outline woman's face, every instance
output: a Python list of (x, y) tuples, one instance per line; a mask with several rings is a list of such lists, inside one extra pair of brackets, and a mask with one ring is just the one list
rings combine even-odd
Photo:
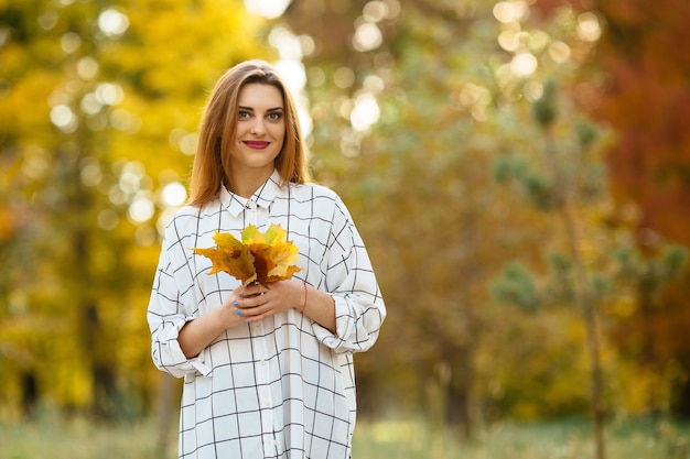
[(240, 89), (230, 156), (235, 171), (273, 172), (285, 139), (284, 114), (282, 95), (274, 86), (250, 83)]

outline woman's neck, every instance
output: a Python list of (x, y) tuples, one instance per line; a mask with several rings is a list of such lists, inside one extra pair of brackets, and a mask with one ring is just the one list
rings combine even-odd
[(244, 198), (250, 198), (266, 183), (273, 171), (235, 171), (230, 179), (230, 192)]

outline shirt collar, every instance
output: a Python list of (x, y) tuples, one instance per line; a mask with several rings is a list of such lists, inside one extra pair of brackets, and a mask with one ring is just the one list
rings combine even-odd
[(223, 185), (220, 187), (220, 203), (224, 208), (228, 209), (233, 217), (237, 217), (242, 210), (250, 208), (250, 206), (268, 209), (278, 196), (282, 182), (278, 171), (273, 170), (271, 176), (268, 177), (263, 185), (261, 185), (249, 199), (236, 195)]

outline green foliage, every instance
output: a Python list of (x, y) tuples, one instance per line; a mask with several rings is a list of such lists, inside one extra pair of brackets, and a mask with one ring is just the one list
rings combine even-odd
[(489, 288), (499, 302), (513, 303), (529, 313), (537, 312), (539, 304), (537, 286), (522, 263), (507, 264), (502, 276), (494, 281)]
[(546, 129), (552, 125), (558, 118), (558, 85), (556, 79), (549, 78), (543, 85), (543, 92), (532, 103), (535, 121)]

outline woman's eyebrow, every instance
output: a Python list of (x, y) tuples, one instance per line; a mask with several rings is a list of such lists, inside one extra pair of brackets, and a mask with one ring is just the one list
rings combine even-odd
[[(244, 106), (239, 106), (240, 110), (247, 110), (247, 111), (254, 111), (254, 107), (244, 107)], [(282, 107), (273, 107), (273, 108), (269, 108), (268, 110), (266, 110), (267, 112), (270, 111), (283, 111)]]

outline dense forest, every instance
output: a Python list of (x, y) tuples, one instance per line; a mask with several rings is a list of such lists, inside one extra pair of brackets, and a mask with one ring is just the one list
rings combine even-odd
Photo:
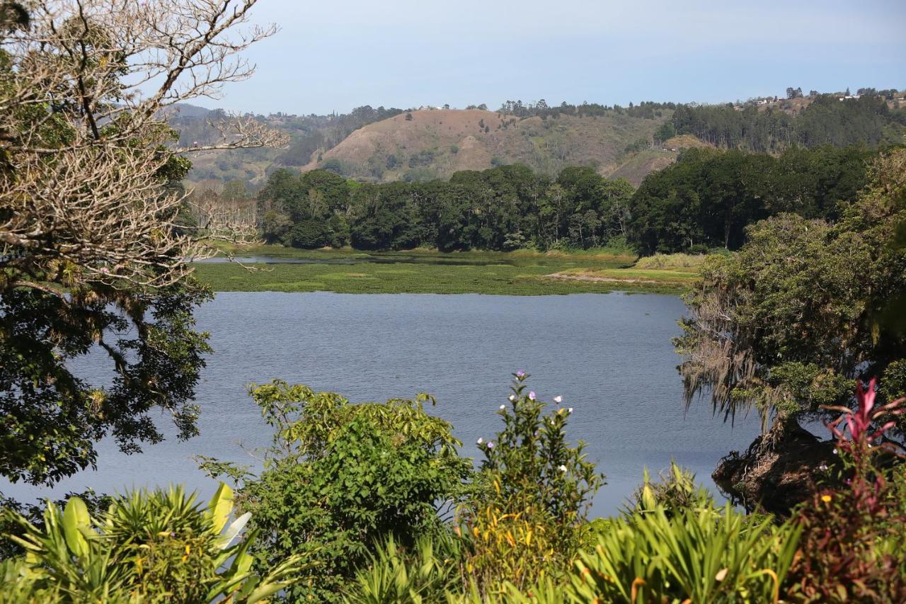
[(383, 184), (281, 169), (257, 202), (265, 238), (297, 248), (736, 249), (747, 225), (780, 212), (833, 219), (864, 186), (874, 154), (861, 146), (777, 157), (690, 149), (634, 191), (583, 167), (555, 178), (512, 165)]
[(719, 147), (773, 152), (794, 145), (896, 142), (906, 127), (906, 110), (891, 109), (882, 94), (843, 99), (820, 94), (798, 112), (776, 104), (678, 105), (662, 132), (692, 134)]

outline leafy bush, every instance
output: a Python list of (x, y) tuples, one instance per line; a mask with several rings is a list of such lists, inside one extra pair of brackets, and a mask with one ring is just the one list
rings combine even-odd
[(875, 409), (874, 385), (859, 384), (854, 412), (828, 408), (843, 412), (829, 426), (845, 474), (842, 488), (815, 492), (795, 518), (803, 538), (788, 586), (794, 600), (906, 601), (906, 472), (890, 466), (902, 451), (882, 439), (906, 399)]
[[(457, 455), (450, 425), (425, 413), (423, 404), (433, 403), (427, 395), (352, 404), (275, 381), (253, 387), (252, 396), (275, 431), (259, 476), (233, 469), (244, 482), (239, 505), (261, 531), (256, 568), (290, 553), (320, 562), (286, 590), (288, 599), (336, 600), (378, 540), (409, 547), (443, 531), (443, 511), (471, 464)], [(211, 460), (205, 467), (227, 470)]]
[(177, 487), (116, 498), (96, 520), (79, 497), (63, 511), (48, 503), (43, 528), (14, 514), (23, 533), (9, 539), (26, 554), (0, 565), (0, 601), (263, 600), (292, 583), (303, 559), (251, 571), (255, 533), (236, 541), (250, 515), (227, 526), (232, 510), (233, 492), (221, 484), (204, 509)]
[(627, 513), (644, 513), (664, 508), (668, 515), (681, 510), (701, 510), (714, 505), (714, 497), (708, 489), (695, 483), (695, 474), (670, 462), (670, 470), (652, 482), (644, 471), (641, 485), (632, 494), (632, 507)]
[(658, 506), (612, 523), (583, 553), (573, 601), (776, 602), (798, 528), (722, 510)]
[(473, 540), (466, 571), (483, 593), (504, 580), (521, 588), (566, 570), (603, 478), (585, 460), (583, 443), (566, 443), (573, 410), (544, 415), (545, 404), (526, 389), (528, 375), (514, 376), (510, 404), (498, 412), (504, 429), (496, 439), (479, 439), (485, 460), (460, 510), (462, 530)]
[(419, 537), (410, 548), (388, 537), (344, 589), (350, 604), (443, 604), (460, 581), (458, 543), (450, 534)]

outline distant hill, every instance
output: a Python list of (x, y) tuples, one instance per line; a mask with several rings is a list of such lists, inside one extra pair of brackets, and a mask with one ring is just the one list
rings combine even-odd
[(360, 128), (304, 169), (378, 181), (448, 178), (510, 163), (546, 174), (566, 166), (601, 170), (618, 165), (633, 142), (649, 146), (669, 117), (669, 111), (654, 119), (615, 112), (520, 119), (478, 109), (414, 111)]
[[(548, 175), (567, 166), (589, 166), (639, 184), (689, 147), (776, 154), (794, 144), (901, 141), (906, 132), (903, 93), (863, 90), (861, 96), (814, 93), (714, 105), (549, 107), (543, 101), (526, 105), (507, 101), (496, 112), (484, 105), (409, 111), (364, 105), (341, 115), (276, 113), (256, 118), (286, 132), (287, 149), (198, 154), (191, 158), (188, 180), (214, 187), (241, 180), (256, 189), (271, 171), (289, 167), (323, 168), (363, 181), (414, 181), (523, 163)], [(207, 122), (222, 115), (192, 105), (178, 109), (170, 121), (182, 144), (213, 136)]]

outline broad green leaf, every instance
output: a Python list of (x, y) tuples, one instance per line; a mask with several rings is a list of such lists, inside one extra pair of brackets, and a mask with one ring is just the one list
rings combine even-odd
[(90, 523), (91, 517), (85, 502), (78, 497), (70, 498), (63, 513), (63, 531), (67, 547), (76, 556), (88, 555), (88, 540), (81, 529), (89, 527)]
[(236, 539), (236, 536), (238, 535), (239, 532), (246, 527), (246, 524), (248, 522), (251, 517), (252, 517), (252, 512), (246, 511), (246, 513), (244, 513), (243, 515), (239, 516), (235, 521), (233, 521), (230, 523), (230, 525), (226, 527), (226, 531), (225, 531), (224, 533), (220, 535), (220, 537), (215, 542), (217, 547), (221, 550), (226, 550), (226, 548), (228, 548), (230, 543), (233, 542), (233, 540)]
[(207, 511), (211, 515), (214, 532), (223, 531), (226, 521), (229, 520), (230, 512), (233, 511), (233, 490), (226, 483), (221, 482), (217, 487), (217, 492), (207, 504)]

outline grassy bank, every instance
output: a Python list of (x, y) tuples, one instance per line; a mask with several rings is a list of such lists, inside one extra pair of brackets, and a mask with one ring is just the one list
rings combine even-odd
[[(238, 258), (269, 257), (305, 264), (197, 265), (198, 278), (216, 291), (332, 291), (349, 294), (679, 293), (694, 273), (631, 268), (634, 258), (606, 254), (454, 252), (366, 253), (257, 246)], [(685, 270), (685, 269), (684, 269)]]

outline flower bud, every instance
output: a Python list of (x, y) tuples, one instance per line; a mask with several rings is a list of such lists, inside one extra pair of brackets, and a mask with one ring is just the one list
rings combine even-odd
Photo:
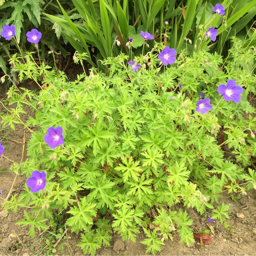
[[(5, 75), (5, 76), (6, 75)], [(4, 81), (5, 81), (5, 76), (2, 76), (1, 78), (0, 78), (0, 81), (1, 82), (1, 83), (2, 83), (2, 84), (4, 84)]]
[(120, 42), (120, 41), (119, 41), (119, 40), (116, 40), (116, 45), (117, 46), (120, 46), (121, 45), (121, 43)]

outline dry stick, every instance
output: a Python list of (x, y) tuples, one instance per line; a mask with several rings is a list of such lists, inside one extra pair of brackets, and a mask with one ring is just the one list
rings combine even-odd
[[(24, 156), (24, 150), (25, 149), (25, 131), (24, 131), (24, 137), (23, 138), (23, 145), (22, 146), (22, 156), (21, 156), (21, 160), (20, 160), (20, 165), (21, 164), (21, 163), (22, 163), (22, 161), (23, 160), (23, 157)], [(7, 201), (8, 200), (8, 198), (9, 198), (9, 196), (10, 196), (10, 195), (11, 195), (11, 193), (12, 192), (12, 188), (13, 187), (13, 186), (14, 185), (14, 183), (15, 183), (15, 181), (16, 181), (16, 178), (17, 178), (17, 174), (16, 174), (15, 176), (15, 178), (14, 178), (14, 180), (13, 180), (13, 182), (12, 182), (12, 187), (11, 187), (11, 189), (10, 189), (10, 191), (9, 191), (9, 193), (8, 194), (8, 195), (6, 197), (6, 198), (5, 198), (5, 200)], [(2, 207), (2, 208), (3, 207)]]
[(60, 238), (58, 241), (57, 241), (57, 242), (56, 242), (56, 243), (53, 245), (53, 248), (55, 248), (55, 247), (57, 246), (58, 244), (60, 243), (60, 241), (62, 239), (62, 238), (64, 236), (64, 235), (66, 233), (66, 230), (68, 230), (68, 228), (67, 229), (66, 229), (66, 228), (65, 229), (65, 230), (62, 233), (62, 234), (61, 235), (61, 237), (60, 237)]

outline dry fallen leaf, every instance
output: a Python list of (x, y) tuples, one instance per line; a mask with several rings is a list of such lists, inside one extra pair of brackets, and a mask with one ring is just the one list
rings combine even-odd
[(13, 233), (11, 233), (9, 236), (9, 237), (16, 237), (17, 236), (17, 235), (14, 232)]
[(213, 228), (213, 227), (212, 227), (212, 226), (211, 226), (211, 225), (209, 225), (208, 224), (207, 224), (207, 225), (209, 227), (210, 229), (211, 229), (211, 232), (212, 233), (212, 234), (214, 234), (214, 228)]
[(236, 217), (240, 219), (244, 219), (244, 215), (243, 213), (237, 212), (236, 213)]
[(204, 234), (201, 233), (193, 233), (194, 238), (199, 243), (201, 243), (205, 244), (207, 244), (211, 243), (213, 239), (208, 234)]

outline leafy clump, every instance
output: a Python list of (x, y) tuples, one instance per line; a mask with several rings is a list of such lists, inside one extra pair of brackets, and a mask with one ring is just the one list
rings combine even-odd
[[(238, 43), (231, 52), (240, 51)], [(44, 63), (37, 73), (29, 58), (17, 63), (21, 79), (31, 77), (33, 70), (34, 78), (39, 74), (44, 77), (45, 88), (38, 94), (21, 88), (20, 95), (11, 88), (9, 103), (17, 103), (17, 108), (1, 116), (3, 124), (14, 129), (20, 114), (26, 113), (23, 105), (35, 112), (24, 124), (37, 128), (28, 142), (29, 158), (12, 168), (28, 177), (35, 170), (44, 171), (45, 188), (35, 194), (25, 185), (26, 193), (4, 203), (15, 210), (28, 203), (35, 207), (35, 223), (27, 213), (19, 222), (31, 225), (31, 236), (35, 226), (48, 228), (43, 223), (54, 219), (57, 211), (72, 232), (81, 234), (78, 245), (85, 253), (109, 245), (113, 229), (124, 240), (133, 241), (143, 230), (146, 252), (155, 254), (174, 230), (180, 242), (194, 241), (193, 220), (186, 210), (176, 209), (177, 204), (201, 214), (212, 210), (212, 218), (222, 223), (229, 218), (228, 206), (215, 205), (222, 192), (244, 194), (246, 185), (255, 188), (255, 172), (248, 173), (246, 168), (256, 156), (251, 136), (255, 118), (250, 114), (255, 110), (247, 100), (255, 77), (243, 66), (236, 68), (237, 60), (224, 65), (220, 56), (204, 51), (191, 57), (182, 53), (162, 72), (156, 63), (162, 48), (156, 45), (146, 62), (142, 56), (137, 58), (141, 68), (136, 72), (122, 54), (102, 61), (106, 74), (92, 68), (89, 76), (79, 75), (74, 82), (48, 71)], [(83, 58), (75, 57), (77, 62)], [(237, 103), (218, 92), (230, 79), (243, 87)], [(207, 113), (202, 110), (204, 101), (199, 101), (202, 92), (211, 101)], [(58, 126), (61, 134), (49, 133), (44, 140), (49, 127)], [(224, 150), (233, 159), (224, 157)], [(242, 185), (237, 182), (244, 179)]]

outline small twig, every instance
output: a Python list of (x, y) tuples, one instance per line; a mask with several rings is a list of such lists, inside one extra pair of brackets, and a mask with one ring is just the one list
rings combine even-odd
[(58, 241), (57, 241), (57, 242), (56, 242), (56, 243), (53, 245), (53, 248), (55, 248), (55, 247), (56, 247), (56, 246), (57, 246), (57, 245), (58, 245), (58, 244), (59, 244), (59, 243), (60, 243), (60, 241), (62, 239), (62, 238), (64, 236), (64, 235), (66, 234), (66, 231), (68, 230), (68, 228), (67, 228), (67, 229), (65, 229), (65, 231), (63, 232), (63, 233), (62, 233), (62, 234), (61, 235), (61, 237), (60, 237), (60, 239), (59, 239)]
[(23, 142), (20, 142), (20, 141), (16, 141), (16, 140), (10, 140), (10, 141), (13, 141), (13, 142), (16, 142), (16, 143), (20, 143), (20, 144), (23, 144)]

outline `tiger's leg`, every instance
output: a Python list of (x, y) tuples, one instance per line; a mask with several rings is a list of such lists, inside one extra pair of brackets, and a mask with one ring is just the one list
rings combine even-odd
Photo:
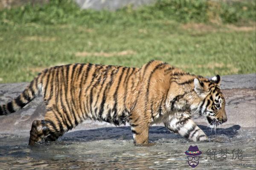
[[(36, 120), (33, 122), (29, 144), (33, 145), (36, 142), (41, 141), (46, 137), (47, 141), (55, 141), (67, 131), (66, 125), (58, 121), (59, 119), (54, 119), (57, 117), (54, 112), (48, 111), (45, 115), (44, 120)], [(57, 124), (53, 123), (56, 122)]]
[(187, 114), (176, 114), (170, 115), (164, 122), (167, 129), (177, 133), (185, 138), (193, 141), (208, 140), (204, 132), (201, 129)]
[(136, 127), (131, 126), (131, 129), (133, 133), (134, 143), (144, 144), (148, 143), (149, 127), (143, 127), (139, 125)]
[(64, 133), (62, 132), (57, 132), (50, 133), (50, 135), (47, 136), (44, 140), (45, 141), (48, 142), (55, 141), (59, 137), (61, 136), (64, 134)]
[(133, 133), (134, 143), (137, 144), (148, 143), (149, 123), (145, 119), (140, 118), (135, 112), (129, 117), (131, 132)]
[(53, 124), (44, 120), (36, 120), (33, 121), (29, 144), (33, 145), (35, 142), (40, 142), (53, 131)]

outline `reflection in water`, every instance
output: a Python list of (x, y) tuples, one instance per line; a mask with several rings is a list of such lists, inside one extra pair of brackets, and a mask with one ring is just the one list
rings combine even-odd
[[(197, 145), (202, 151), (198, 169), (216, 169), (207, 167), (209, 163), (256, 164), (255, 128), (240, 129), (239, 126), (217, 130), (216, 135), (201, 126), (209, 136), (209, 142), (188, 142), (180, 136), (165, 131), (162, 127), (153, 127), (150, 133), (151, 147), (134, 146), (129, 127), (108, 127), (75, 131), (66, 134), (58, 141), (27, 145), (28, 137), (0, 135), (0, 169), (188, 169), (184, 152), (190, 145)], [(206, 159), (208, 149), (243, 150), (243, 159)], [(220, 155), (218, 155), (219, 157)], [(246, 168), (236, 167), (236, 169)], [(255, 167), (247, 167), (254, 169)], [(217, 169), (232, 169), (221, 167)]]

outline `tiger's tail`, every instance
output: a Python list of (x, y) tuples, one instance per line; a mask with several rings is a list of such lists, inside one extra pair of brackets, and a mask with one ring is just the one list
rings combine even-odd
[(23, 92), (15, 99), (6, 104), (0, 105), (0, 116), (13, 113), (20, 109), (41, 93), (42, 84), (39, 83), (41, 74), (35, 78)]

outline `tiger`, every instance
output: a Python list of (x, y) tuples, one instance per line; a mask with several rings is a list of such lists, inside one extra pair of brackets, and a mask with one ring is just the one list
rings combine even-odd
[(44, 119), (32, 123), (30, 145), (55, 141), (87, 119), (128, 123), (135, 144), (148, 144), (150, 127), (160, 123), (189, 141), (207, 141), (192, 115), (204, 115), (215, 128), (227, 121), (220, 82), (219, 75), (208, 79), (155, 60), (140, 68), (55, 66), (43, 70), (17, 98), (0, 106), (0, 115), (43, 96), (46, 112)]

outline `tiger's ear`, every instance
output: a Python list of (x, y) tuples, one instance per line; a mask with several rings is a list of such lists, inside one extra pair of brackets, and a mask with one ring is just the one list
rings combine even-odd
[(194, 84), (195, 85), (195, 88), (194, 89), (195, 91), (198, 95), (201, 95), (204, 91), (204, 83), (200, 81), (198, 78), (195, 78), (194, 79)]
[(217, 84), (217, 85), (219, 86), (221, 84), (221, 76), (217, 75), (212, 78), (211, 80), (212, 81), (213, 81), (214, 83)]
==*==
Task instructions> Update the lines from the first one up to and including the line with "86), (250, 83)]" by putting "woman's head" in place of "woman's face" and keeping everything else the same. Leave the pictures out.

Worked solution>
outline woman's head, every instance
output: a Python list of (x, y) tuples, one instance per line; a mask with several rings is a list of such lists, inside one extra pair of brackets, and a mask with one ring is just the one list
rings combine even-odd
Photo:
[(240, 89), (230, 156), (235, 171), (273, 172), (285, 139), (284, 114), (282, 95), (274, 86), (250, 83)]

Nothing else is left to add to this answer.